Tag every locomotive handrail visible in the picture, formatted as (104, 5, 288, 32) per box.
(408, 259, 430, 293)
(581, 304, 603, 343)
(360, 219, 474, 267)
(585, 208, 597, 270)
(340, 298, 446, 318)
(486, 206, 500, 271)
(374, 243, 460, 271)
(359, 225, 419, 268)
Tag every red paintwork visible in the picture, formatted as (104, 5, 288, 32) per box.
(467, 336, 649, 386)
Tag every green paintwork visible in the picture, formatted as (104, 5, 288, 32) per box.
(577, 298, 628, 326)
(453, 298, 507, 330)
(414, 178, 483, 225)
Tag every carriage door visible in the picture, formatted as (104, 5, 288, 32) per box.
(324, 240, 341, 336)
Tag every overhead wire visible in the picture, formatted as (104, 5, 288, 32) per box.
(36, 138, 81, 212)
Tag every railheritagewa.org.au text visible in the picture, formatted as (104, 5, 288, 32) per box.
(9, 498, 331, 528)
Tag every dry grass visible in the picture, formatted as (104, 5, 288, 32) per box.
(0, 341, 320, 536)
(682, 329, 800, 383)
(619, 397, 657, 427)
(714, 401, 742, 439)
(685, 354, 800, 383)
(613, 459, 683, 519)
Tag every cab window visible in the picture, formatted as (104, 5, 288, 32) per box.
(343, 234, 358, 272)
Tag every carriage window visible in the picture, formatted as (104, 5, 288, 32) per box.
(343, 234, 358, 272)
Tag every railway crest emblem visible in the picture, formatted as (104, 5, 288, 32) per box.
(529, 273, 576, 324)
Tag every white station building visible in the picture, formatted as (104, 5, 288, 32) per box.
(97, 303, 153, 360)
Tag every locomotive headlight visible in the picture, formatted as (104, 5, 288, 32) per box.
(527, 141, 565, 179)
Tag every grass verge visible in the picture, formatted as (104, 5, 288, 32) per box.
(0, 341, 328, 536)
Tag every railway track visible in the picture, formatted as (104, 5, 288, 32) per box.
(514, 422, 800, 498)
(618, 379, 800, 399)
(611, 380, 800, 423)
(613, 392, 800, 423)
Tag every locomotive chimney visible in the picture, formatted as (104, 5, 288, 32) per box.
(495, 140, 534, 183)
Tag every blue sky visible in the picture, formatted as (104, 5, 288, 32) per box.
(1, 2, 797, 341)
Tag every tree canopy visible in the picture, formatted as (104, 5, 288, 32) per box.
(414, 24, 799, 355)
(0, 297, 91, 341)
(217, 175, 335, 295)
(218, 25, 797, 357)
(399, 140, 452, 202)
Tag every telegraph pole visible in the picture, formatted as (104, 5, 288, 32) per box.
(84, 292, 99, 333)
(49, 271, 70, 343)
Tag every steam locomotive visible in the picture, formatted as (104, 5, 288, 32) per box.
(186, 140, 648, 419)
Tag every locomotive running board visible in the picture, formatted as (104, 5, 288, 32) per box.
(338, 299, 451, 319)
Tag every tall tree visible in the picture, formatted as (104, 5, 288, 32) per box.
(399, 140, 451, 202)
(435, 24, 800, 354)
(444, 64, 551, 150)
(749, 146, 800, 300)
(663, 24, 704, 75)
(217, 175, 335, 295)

● ● ● ● ● ● ●

- _BRIEF_: Please output the full listing one more time, exactly.

- _SOLVED EXERCISE_:
Tag every locomotive handrail visible in the picture, formatted as (104, 5, 288, 32) per box.
(408, 259, 430, 293)
(581, 304, 603, 343)
(360, 219, 474, 267)
(585, 208, 597, 270)
(340, 298, 446, 318)
(486, 206, 500, 271)
(374, 243, 460, 271)
(359, 225, 419, 268)
Tag every red paintwork visible in the picture, formatted as (104, 5, 288, 32) per box.
(467, 336, 649, 386)
Tag every green paintwork visible in the picture, formatted as (104, 5, 288, 32) per box.
(577, 298, 628, 326)
(453, 298, 507, 330)
(414, 178, 483, 225)
Tag every carriage door visible in the picture, formatted as (104, 5, 288, 32) per box.
(324, 240, 341, 336)
Tag every overhead wire visible in the picture, formatted as (104, 5, 288, 32) per box.
(36, 138, 81, 212)
Tag every railheritagewa.org.au text visible in the picture, formatted as (104, 5, 288, 32) per box.
(9, 498, 331, 528)
Tag every dry grass visible in the picture, formatted as (104, 5, 288, 32) per box.
(0, 341, 320, 536)
(682, 329, 800, 383)
(619, 397, 657, 427)
(714, 401, 742, 439)
(685, 354, 800, 383)
(613, 459, 683, 519)
Tag every cab window visible in the picture, formatted as (104, 5, 288, 32) per box.
(343, 234, 358, 272)
Tag every carriage window visible in the picture, formatted as (104, 5, 288, 32) per box.
(343, 234, 358, 272)
Tag every railway crest emblem visible in the picture, formatted as (104, 5, 288, 32) per box.
(529, 273, 576, 324)
Tag every white station building visible in the picture, formatted as (104, 5, 288, 32) per box.
(97, 303, 153, 360)
Tag every locomotive headlight visible in the picture, formatted as (104, 5, 288, 32) per box.
(527, 141, 565, 179)
Tag every grass verge visible in the picture, formatted as (104, 5, 288, 32) per box.
(0, 341, 328, 536)
Tag every railway track visible in the picture, formatted as (104, 5, 288, 32) per box.
(514, 422, 800, 498)
(618, 379, 800, 399)
(611, 380, 800, 423)
(613, 392, 800, 423)
Tag every locomotive chimney visible in the picture, formatted as (104, 5, 288, 32) per box.
(495, 140, 534, 183)
Tag every blue sky visible in the picture, formatted as (104, 5, 288, 32) per box.
(1, 2, 797, 341)
Tag every tree canopy visible in the picture, formatted as (104, 5, 288, 32) per box.
(414, 24, 799, 355)
(0, 297, 91, 341)
(217, 175, 335, 295)
(218, 25, 797, 357)
(399, 140, 452, 202)
Tag every telegraph pole visible in the picture, formatted as (104, 5, 288, 32) per box.
(84, 292, 99, 333)
(49, 271, 70, 343)
Tag every steam locomotive visible in the picture, formatted as (104, 5, 288, 32) per box.
(186, 140, 648, 419)
Tag every locomotive running board visible in the picture, formatted as (104, 5, 288, 32) per box.
(338, 299, 451, 319)
Tag every tall tree visible in the picture, formatted as (104, 5, 288, 32) per box.
(399, 140, 451, 202)
(435, 24, 800, 354)
(444, 64, 551, 150)
(749, 146, 800, 300)
(663, 24, 704, 75)
(217, 175, 335, 295)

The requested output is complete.